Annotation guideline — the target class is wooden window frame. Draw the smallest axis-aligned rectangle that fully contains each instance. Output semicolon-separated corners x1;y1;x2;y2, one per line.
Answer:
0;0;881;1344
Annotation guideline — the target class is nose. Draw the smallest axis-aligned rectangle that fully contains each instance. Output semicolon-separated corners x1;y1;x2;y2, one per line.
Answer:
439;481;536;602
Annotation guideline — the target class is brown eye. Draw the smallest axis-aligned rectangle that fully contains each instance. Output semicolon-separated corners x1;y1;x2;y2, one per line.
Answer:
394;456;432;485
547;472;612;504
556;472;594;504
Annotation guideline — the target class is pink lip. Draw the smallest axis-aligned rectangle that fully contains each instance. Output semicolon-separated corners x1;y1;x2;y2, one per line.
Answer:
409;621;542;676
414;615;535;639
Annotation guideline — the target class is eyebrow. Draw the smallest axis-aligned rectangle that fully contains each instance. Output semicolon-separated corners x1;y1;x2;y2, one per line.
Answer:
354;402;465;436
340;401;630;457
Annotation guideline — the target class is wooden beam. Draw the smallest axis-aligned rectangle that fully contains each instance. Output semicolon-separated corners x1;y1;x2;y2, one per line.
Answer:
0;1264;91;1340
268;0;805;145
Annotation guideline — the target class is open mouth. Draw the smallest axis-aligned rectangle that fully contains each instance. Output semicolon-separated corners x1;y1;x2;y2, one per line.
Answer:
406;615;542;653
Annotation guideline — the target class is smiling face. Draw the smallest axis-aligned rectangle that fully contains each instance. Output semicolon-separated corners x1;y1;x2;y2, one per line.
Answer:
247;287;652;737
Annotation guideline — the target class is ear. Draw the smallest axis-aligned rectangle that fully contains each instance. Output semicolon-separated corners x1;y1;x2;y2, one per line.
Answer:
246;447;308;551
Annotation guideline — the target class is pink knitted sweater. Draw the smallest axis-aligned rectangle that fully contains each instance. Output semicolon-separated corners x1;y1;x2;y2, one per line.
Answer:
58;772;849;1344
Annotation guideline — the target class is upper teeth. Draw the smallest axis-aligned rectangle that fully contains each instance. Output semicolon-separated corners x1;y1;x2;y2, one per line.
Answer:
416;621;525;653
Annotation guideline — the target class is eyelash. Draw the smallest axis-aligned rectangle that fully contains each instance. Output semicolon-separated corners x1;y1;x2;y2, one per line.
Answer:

Stated task.
Rewrite the lines from the first one through the one containing "0;0;881;1344", inclusive, as a Markdown table with columns Row and Line, numbering each row and omitting blank lines.

Output for this task.
| Row | Line |
|---|---|
| 1 | Annotation guideline — the target class is wooden window frame. Draw the smallest axis-aligned rectangle that fully contains each instance. Output semicolon-separated corners x1;y1;x2;y2, one per line. |
| 2 | Answer: |
| 3 | 0;0;881;1344 |